## TRECHO DO TEXTO
<<<<

87 - The Replacements


Uma banda de rock and roll em estado bruto da América, na década de 80, importante foi o Replacements. O grupo, fundado em 1979, era comparado ao saudoso Hüsker Dü e dono de uma incrível energia ao vivo. Liderados pelo talentoso e temperamental Paul Westerberg (hoje artista-solo) fizeram grandes discos, sendo que alguns deles saíram por aqui, entre eles o clássico Pleased to Meet Me, de 1987. E se você acha que são uns completos desconhecidos, te garanto: entre meus nove leitores (eram oito, consegui mais um), uns quatro me pediram uma bio deles. Sendo assim...


Paul Westerberg, com então 20 anos incompletos (nasceu em de 31 de dezembro de 1959) queria formar uma banda de garagem, na cidade de Minneapolis, que já tinham um filho (ainda não tão famoso) dileto nesse estilo: Hüsker Dü. Procura daqui, procura dali e dá de cara com os irmãos Bob (guitarra) e Tommy Stinson (baixo). Com a entrada de Chris Mars na bateria, nasce o Impediments. Mas a banda logo mudou de nome após uma briga em um bar. Escolheram então Replacements e ficaram assim batizados. Enquanto o Dü era violento no som, mas com uma postura mais compenetrada, Paul e sua gangue eram, de fatos, wild boys, beberrões e chegados a uma bela confusão e shows para lá de confusos. Mesmo assim (ou talvez por isso) conseguiram chamar a atenção de um selo local, o Twin/Tone.

Com uma contrato na mão, lançaram seu primeiro disquinho, o compacto I'm in Trouble/If Only You Were Lonely e o disco Sorry Ma, Forgot to Take Out the Trash, ambos de 1981. O estilo era basicamente o mesmo que o Hüsker fazia no início: um hardcore brutal, com canções de dois minutos, se tanto, um esporro sem muito sentido. Obviamente, nada aconteceu em termos de sucesso, rádio, etc...

>>>>

## ENUNCIADO
Quais músicos formavam a banda quando ela surgiu em Minneapolis, segundo o trecho sobre os Replacements?

## MATERIAL DE APOIO

<<<<

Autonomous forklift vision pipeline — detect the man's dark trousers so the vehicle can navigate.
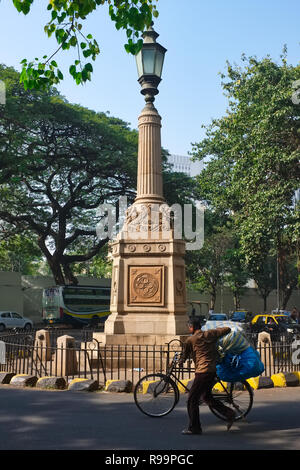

>>>>

## RESPOSTA ESCRITA
Paul Westerberg, Bob Stinson, Tommy Stinson e Chris Mars.